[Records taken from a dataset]
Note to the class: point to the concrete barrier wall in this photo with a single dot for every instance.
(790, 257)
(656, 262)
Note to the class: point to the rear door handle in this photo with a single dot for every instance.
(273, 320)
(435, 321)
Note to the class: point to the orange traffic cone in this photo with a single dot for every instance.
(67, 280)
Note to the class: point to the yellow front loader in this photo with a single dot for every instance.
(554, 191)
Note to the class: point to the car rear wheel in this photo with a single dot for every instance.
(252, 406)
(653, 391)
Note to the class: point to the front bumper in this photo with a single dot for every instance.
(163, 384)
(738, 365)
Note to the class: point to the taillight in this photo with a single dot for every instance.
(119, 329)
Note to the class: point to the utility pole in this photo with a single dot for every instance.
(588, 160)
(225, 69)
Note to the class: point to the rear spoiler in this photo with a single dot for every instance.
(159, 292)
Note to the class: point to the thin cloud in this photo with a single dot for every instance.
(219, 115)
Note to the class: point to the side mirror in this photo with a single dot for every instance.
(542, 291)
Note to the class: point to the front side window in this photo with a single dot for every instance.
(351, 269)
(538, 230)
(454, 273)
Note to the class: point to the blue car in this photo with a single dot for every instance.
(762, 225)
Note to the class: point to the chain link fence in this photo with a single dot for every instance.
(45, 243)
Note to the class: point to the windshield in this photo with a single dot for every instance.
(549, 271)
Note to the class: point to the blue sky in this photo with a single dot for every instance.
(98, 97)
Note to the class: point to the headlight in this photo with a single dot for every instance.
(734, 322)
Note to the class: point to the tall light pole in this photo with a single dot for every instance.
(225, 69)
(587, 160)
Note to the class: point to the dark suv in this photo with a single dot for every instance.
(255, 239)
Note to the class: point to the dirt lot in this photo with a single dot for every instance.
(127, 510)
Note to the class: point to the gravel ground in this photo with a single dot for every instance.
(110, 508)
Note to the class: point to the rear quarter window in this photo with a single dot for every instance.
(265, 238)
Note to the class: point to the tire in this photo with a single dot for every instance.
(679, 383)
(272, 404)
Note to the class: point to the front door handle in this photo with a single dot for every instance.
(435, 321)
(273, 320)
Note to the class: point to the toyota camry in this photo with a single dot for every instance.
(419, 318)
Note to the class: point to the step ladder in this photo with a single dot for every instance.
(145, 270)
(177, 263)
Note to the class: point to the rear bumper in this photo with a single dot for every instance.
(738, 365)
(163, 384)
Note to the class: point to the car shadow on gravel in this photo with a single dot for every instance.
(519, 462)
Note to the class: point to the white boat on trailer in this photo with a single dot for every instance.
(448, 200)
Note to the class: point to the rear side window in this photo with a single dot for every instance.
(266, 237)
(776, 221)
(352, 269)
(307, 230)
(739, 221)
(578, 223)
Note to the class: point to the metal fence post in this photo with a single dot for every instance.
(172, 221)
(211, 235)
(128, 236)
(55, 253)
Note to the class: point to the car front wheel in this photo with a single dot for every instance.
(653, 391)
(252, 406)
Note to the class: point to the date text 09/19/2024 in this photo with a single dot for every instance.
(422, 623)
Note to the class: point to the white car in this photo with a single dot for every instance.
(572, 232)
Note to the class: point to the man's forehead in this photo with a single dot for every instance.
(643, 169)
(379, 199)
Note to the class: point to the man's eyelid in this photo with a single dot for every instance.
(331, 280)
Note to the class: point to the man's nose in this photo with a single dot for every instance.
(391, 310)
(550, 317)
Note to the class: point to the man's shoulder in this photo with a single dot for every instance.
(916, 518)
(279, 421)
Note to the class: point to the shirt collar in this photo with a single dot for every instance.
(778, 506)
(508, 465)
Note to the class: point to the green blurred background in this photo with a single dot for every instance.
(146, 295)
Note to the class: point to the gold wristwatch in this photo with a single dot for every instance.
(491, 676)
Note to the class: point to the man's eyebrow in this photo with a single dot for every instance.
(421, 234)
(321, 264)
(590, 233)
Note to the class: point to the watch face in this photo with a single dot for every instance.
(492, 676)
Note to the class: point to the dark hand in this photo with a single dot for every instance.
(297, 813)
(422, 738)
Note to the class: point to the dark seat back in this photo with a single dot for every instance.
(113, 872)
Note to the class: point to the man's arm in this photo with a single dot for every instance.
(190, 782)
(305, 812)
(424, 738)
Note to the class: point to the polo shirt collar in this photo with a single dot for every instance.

▶ [Goal] Reproduce every line of the material above word for word, without changing anything.

▶ [Answer to the problem]
Note to the class: point to the concrete barrier wall in this photo with a single dot for every instance.
(790, 257)
(656, 262)
Note to the class: point to the rear door handle in this photo with a single dot for every instance.
(273, 320)
(435, 321)
Note to the class: point to the orange traffic cone in this photo with a single dot for every instance.
(67, 280)
Note to the class: point to the yellow front loader in this photo with a single dot for every instance.
(554, 191)
Note to the class: point to the car rear wheel in this photo with a single dot for every instance.
(252, 406)
(653, 391)
Note to the class: point to the front bumper in this photo with a single dot for every instance.
(163, 384)
(738, 365)
Note to the class: point to the taillight in this photo with a single dot for every instance.
(119, 329)
Note to the class: point to the utility pole in this photo with a single dot for every instance.
(588, 160)
(225, 69)
Note to the class: point to the rear spoiler in this photo with a single dot for every instance.
(159, 292)
Note to the class: point to the thin cloud in this photo with a single dot for every instance.
(219, 115)
Note to the class: point to the side mirror in this photo with a single dot for every instance.
(542, 291)
Note to the class: point to the front side window in this photo with a single dot for every instance.
(351, 269)
(538, 230)
(454, 273)
Note to the class: point to the blue car in this photo with a single dot for every instance.
(762, 225)
Note to the class: point to the chain link fence in this photo with a single dot for every instance.
(45, 243)
Note to the class: point to the windshield in this photo with a single dot for every instance.
(549, 271)
Note to the class: point to the blue sky in this photo with a single dot for every instance.
(98, 97)
Note to the class: point to the headlight in this photo with a single dot for every instance.
(734, 322)
Note to the class: point to the tall light pole in this photo with a single dot for every instance.
(225, 69)
(587, 160)
Note to the class: point to the dark suv in this photo with a single dot for every instance.
(255, 239)
Note to the class: point to the dirt lot in this photo with a single dot for every instance.
(127, 510)
Note to the class: point to the gravel ground in this photo with a single dot for every instance.
(110, 508)
Note to the class: point to the rear quarter window in this photo with a single dot for every instance.
(265, 238)
Note to the class: point to the tire in this photo with a single dot for every instance.
(679, 383)
(272, 404)
Note to the class: point to the front door handle in this photo with a single dot for every instance.
(435, 321)
(273, 320)
Note to the class: point to the toyota camry in this photo with a single dot for every instance.
(419, 318)
Note to the class: point to the step ladder in this photo with a single dot for every instance.
(145, 270)
(177, 263)
Note to the class: point to the rear bumper in this photo with a single dot for every instance.
(738, 365)
(163, 384)
Note to the class: point to the car shadow on gravel in this photo with a single dot for every instance.
(519, 462)
Note to the class: point to the white boat on trailer in this photo with a single dot for every instance.
(448, 200)
Note to the class: point to the rear side window in this photo with a single dot for every instance.
(266, 237)
(776, 221)
(352, 269)
(307, 230)
(739, 221)
(578, 223)
Note to the class: point to the metal fence post in this photo with a single dot for every instance.
(172, 221)
(211, 235)
(128, 236)
(55, 253)
Note to the class: point to the car front wheel in this photo with a single dot for every instance.
(653, 391)
(252, 406)
Note to the class: point to the date text 09/19/2024 in this photo with a single dot for every instance.
(422, 623)
Note to the class: point to the white car in this photo with a single dot for every instance.
(572, 232)
Note to the class: point to the man's forehead in this photo with a single dot for every instance.
(643, 169)
(379, 199)
Note to the class: point to the man's eyelid in this photo with a single dot for every instance.
(331, 280)
Note to the class: point to the man's nose in this photo with a single dot for every instance.
(391, 310)
(550, 317)
Note to the class: point to the man's shoulder in this photo with a single dot for every instance.
(916, 518)
(279, 421)
Note to the class: point to the shirt collar in this photo with a single dot for every instance.
(778, 506)
(508, 465)
Note to the class: point to the green blurred background in this photo with a single dot for every instance.
(146, 295)
Note to the class: point to the gold wristwatch in this photo with a single dot for every instance.
(491, 676)
Note to the class: point to the man's eyebrow in this photo with a single dot for every instance.
(421, 234)
(321, 264)
(590, 233)
Note to the class: point to the watch face in this photo with a single dot for every instance.
(492, 676)
Note to the class: point to the dark hand in this photo with a single dot for every instance.
(297, 813)
(422, 738)
Note to the class: point to the dark seat back in this photo with a single dot for every instance.
(113, 872)
Note to the class: point to the man's arm in this photo with a single dot for every instance.
(190, 782)
(305, 812)
(424, 738)
Note to the class: point to the polo shirt collar in this photo with a single dot for every instance.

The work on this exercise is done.